§ **Provided text**:

================================

If the Debt Securities are subordinated indebtedness, they will rank equally and rateably with all other subordinated Debt Securities from time to time issued and outstanding. In the event of the insolvency or winding-up of the Company, the subordinated Debt Securities will be subordinated and postponed in right of payment to the prior payment in full of all other liabilities and indebtedness of the Company, other than indebtedness that, by its terms, ranks equally with, or subordinate to, such subordinated Debt Securities.
Any convertible or exchangeable Debt Securities will be convertible or exchangeable only for other securities of the Company.
In conformity with applicable laws of Canada, for all bonds and notes of companies that are publicly offered, the Debt Securities will be governed by a document called an “indenture”. There will be a separate indenture for the senior Debt Securities and the subordinated Debt Securities. An indenture is a contract between a financial institution, acting on your behalf as trustee of the Debt Securities offered, and us. The trustee has two main roles. First, subject to some limitations on the extent to which the trustee can act on your behalf, the trustee can enforce your rights against us if we default on our obligations under the indenture. Second, the trustee performs certain administrative duties for us. The aggregate principal amount of Debt Securities that may be issued under each indenture is unlimited. A copy of the form of each indenture to be entered into in connection with offerings of Debt Securities will be filed with the applicable securities regulatory authorities in Canada when it is entered into. A copy of any indenture or supplement thereto entered into by us will be filed with securities regulatory authorities and will be available on our profile on SEDAR.

================================

§ **Available data**:

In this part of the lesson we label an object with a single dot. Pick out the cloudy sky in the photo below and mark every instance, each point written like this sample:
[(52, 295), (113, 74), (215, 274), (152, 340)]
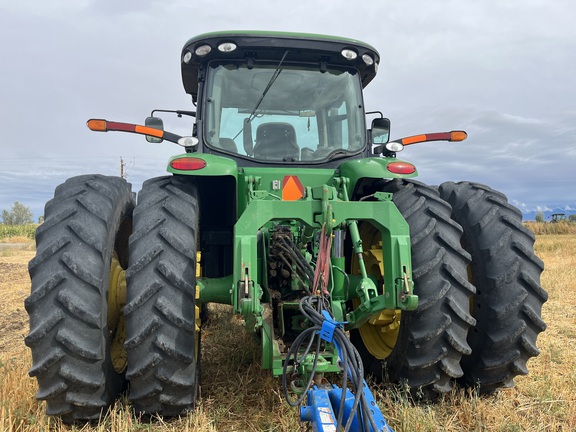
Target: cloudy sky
[(505, 71)]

================================

§ **Directions**:
Quote the passage on Debt Securities word for word, between "If the Debt" and "such subordinated Debt Securities.", inclusive. The data that comes after the text is separate material.

§ **Written answer**:
If the Debt Securities are subordinated indebtedness, they will rank equally and rateably with all other subordinated Debt Securities from time to time issued and outstanding. In the event of the insolvency or winding-up of the Company, the subordinated Debt Securities will be subordinated and postponed in right of payment to the prior payment in full of all other liabilities and indebtedness of the Company, other than indebtedness that, by its terms, ranks equally with, or subordinate to, such subordinated Debt Securities.